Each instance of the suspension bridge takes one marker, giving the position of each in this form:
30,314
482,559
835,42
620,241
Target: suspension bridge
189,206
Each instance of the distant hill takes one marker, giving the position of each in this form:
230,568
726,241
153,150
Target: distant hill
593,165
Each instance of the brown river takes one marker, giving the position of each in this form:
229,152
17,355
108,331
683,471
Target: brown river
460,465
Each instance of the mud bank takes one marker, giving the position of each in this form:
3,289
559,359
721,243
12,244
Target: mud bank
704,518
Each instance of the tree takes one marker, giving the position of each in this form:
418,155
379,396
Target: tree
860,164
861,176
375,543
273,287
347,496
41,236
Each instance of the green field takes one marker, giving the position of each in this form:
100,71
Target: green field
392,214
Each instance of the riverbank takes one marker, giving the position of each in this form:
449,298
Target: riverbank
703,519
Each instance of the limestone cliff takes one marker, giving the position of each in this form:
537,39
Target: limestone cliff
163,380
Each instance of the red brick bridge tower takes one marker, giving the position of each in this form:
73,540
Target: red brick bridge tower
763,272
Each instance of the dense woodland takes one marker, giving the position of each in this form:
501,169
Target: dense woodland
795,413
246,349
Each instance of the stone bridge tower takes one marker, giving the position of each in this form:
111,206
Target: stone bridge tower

### What this task involves
Add 54 to both numbers of every answer coordinate pair and write out all the entries above again in full, requests included. Leave the sample coordinates inside the requests unchanged.

### Answer for this exercise
Each instance of the suspension bridge takes one marker, giving the position of each in this form:
30,314
482,559
835,42
620,241
Target: suspension bridge
243,260
Each instance of the distant hill takes one marker, giving the position of each in this form:
230,568
726,241
153,150
Target: distant hill
647,219
Each instance of the brown river takes one marker, giving the position of each in this form:
229,152
17,355
108,331
683,471
Target: brown river
514,519
Each instance of the mud bank takes one marker, giving the position of each in this form:
3,289
559,359
721,243
12,244
Target: mud bank
758,572
Each instance of the tree takes one marker, giving the position of each in this form:
418,155
379,396
Target: tree
914,218
915,230
429,597
327,341
401,550
95,290
Each instance of the green field takes one marker, giving the position of each in this form:
100,71
Target: green field
446,268
Each instance of the riverbank takes one marker, giving the position of each in this form:
449,298
Target: riverbank
757,573
Each instance of the limestone cliff takes one marker, giving the position of each in this form:
537,39
Target: limestone cliff
217,434
Each instance of the red brick bridge tower takes one marker, giving the position of each in this form:
73,540
Target: red brick bridge tower
817,326
Each instance of the dense woodland takes one marker, giving the position of each in this form:
501,169
Target: dense woodland
849,467
300,403
Each instance of the stone bridge tower takes one marker, giving the position of each in this form:
111,206
Target: stone bridge tower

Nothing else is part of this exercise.